◆ EXCERPT
A simple retest of the 95 handle frees up the market to go higher. In fact, we think that this market will eventually hit the 98 handle, as the pair is so bullish. However, we would also suggest that support runs all the way down to the 94.50 level, so a move below the 95 handle it can't be ruled out.
Looking at this chart though, it's obvious which direction you want to be an, as selling would be going against the overall trend. Quite frankly, we would love to see this pair pullback drastically, but we do not expect to see that happen anytime soon. This is essentially a buy-and-hold type of market, and we think it will be very reminiscent of the early 2000s when the key to making money in Forex was to simply sell the Yen. With this in mind, we are buying this market every time it dips going forward, or at least until the Bank of Japan decides to stop its newfound desire of asset purchases.

◆ MATERIAL SUPPLIED
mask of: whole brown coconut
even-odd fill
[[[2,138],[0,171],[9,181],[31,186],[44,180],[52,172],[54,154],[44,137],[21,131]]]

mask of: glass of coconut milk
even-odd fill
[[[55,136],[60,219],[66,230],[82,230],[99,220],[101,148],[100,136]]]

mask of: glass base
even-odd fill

==

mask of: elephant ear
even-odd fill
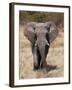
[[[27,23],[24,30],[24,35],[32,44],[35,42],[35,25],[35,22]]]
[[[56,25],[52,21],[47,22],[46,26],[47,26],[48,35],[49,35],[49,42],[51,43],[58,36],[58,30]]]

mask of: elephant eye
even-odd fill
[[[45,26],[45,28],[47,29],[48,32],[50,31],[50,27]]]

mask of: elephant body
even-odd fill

---

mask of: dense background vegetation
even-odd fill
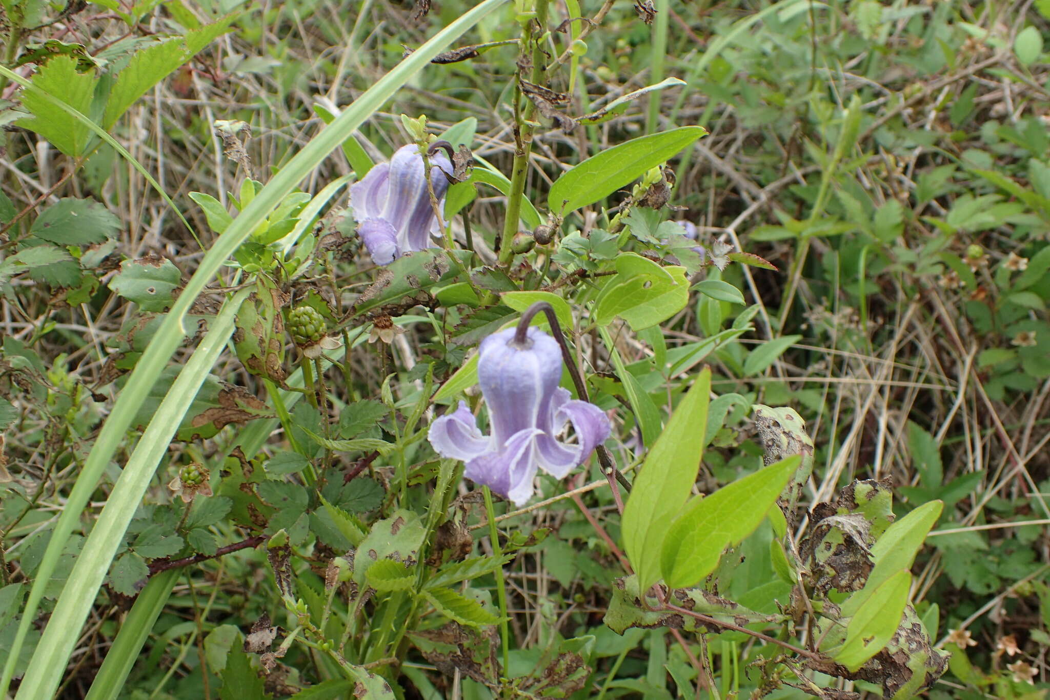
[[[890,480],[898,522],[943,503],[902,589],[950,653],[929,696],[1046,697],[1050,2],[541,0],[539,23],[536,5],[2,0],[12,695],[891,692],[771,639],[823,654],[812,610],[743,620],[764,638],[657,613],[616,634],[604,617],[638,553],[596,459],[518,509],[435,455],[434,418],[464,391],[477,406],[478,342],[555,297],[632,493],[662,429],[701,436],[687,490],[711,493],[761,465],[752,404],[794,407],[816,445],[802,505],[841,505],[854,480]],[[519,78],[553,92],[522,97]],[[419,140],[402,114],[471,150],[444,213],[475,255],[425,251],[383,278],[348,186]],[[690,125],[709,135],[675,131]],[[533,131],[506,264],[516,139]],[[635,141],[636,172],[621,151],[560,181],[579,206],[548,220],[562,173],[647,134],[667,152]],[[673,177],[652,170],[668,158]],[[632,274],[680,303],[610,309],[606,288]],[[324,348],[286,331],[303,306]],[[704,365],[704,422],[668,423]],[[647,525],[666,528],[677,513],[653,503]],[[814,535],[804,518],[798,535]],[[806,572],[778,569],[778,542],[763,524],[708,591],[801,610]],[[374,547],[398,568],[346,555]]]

◆ TASKS TO PERFORM
1. For each statement below about the forex commentary, say yes or no as to whether it agrees with the text, and quote the text's deciding words exactly.
(a) The market is expected eventually to reach the 98 handle.
(b) A drastic pullback in the pair is expected soon.
(c) Support is said to extend down to the 94 level.
2. Proceed with the forex commentary, writing on from the point at which it stops.
The material plays no part in this exercise.

◆ TASK RESULTS
1.
(a) Yes: "we think that this market will eventually hit the 98 handle"
(b) No: "we do not expect to see that happen anytime soon"
(c) No: "support runs all the way down to the 94.50 level"

2.
Another thing to consider is the fact that the Federal Reserve may begin to cut back on quantitative easing sometime later this year. If that's the case, the difference in bond yields between the 10 year U.S. Treasury note and the 10 year JGB should continue to propel money out of Japan, and into the Unites States. After all, this is a yield-starved environment we live in, and every little bit helps. The pair has a long history of trading in favor of the higher-yielding bond market, and the US is most certainly going to be that for the foreseeable future.